** Opening Supplied entries block **

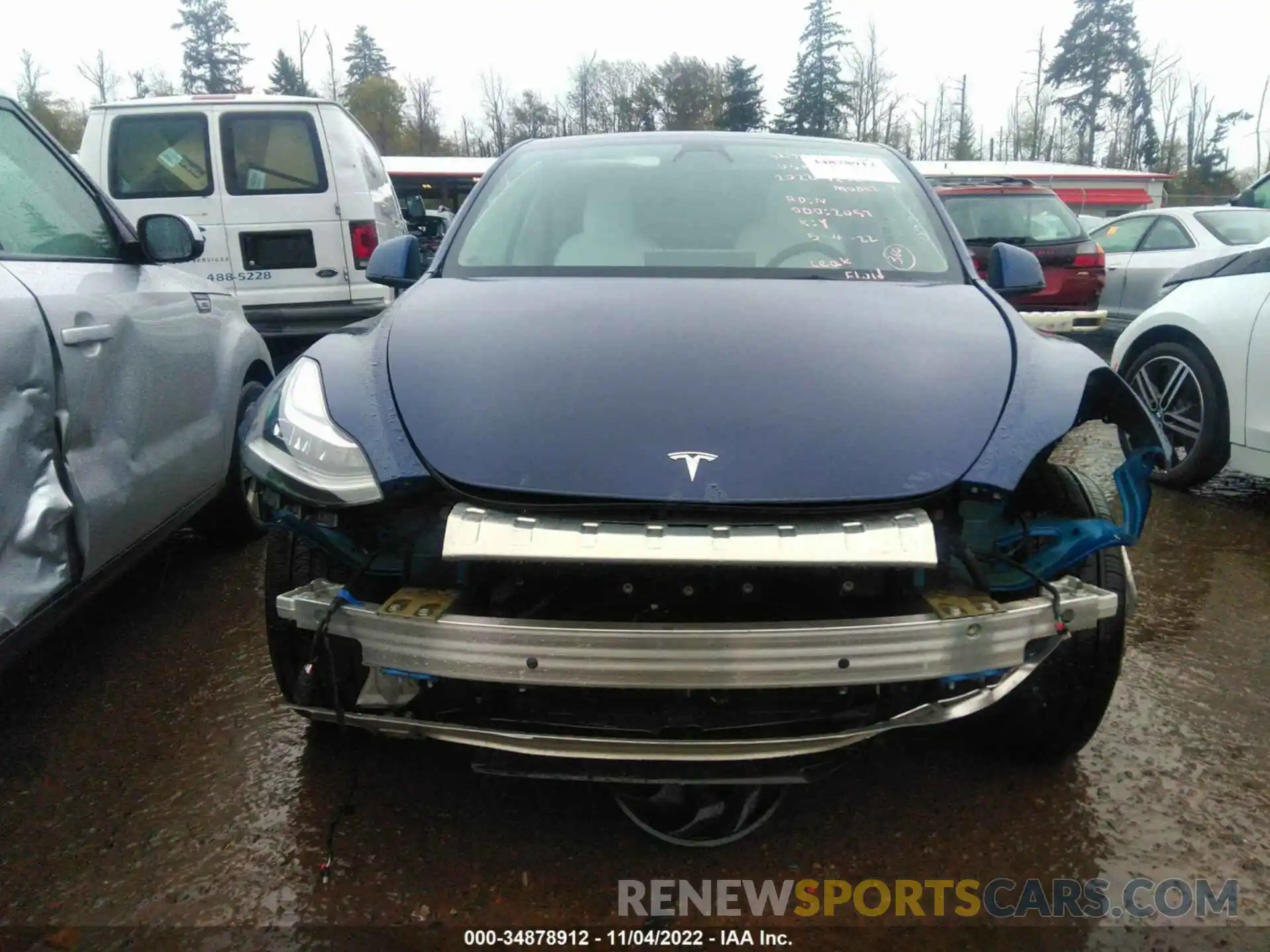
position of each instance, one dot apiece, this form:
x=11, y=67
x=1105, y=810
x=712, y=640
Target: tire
x=1056, y=711
x=232, y=518
x=1197, y=459
x=290, y=563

** Closing Supplied entries block **

Transcribe the data exactly and leave no picture in the copy.

### Solution to the exercise
position of each instance, one dot apiece, this form:
x=11, y=67
x=1105, y=810
x=712, y=640
Target: tire
x=1056, y=711
x=232, y=518
x=1197, y=459
x=290, y=563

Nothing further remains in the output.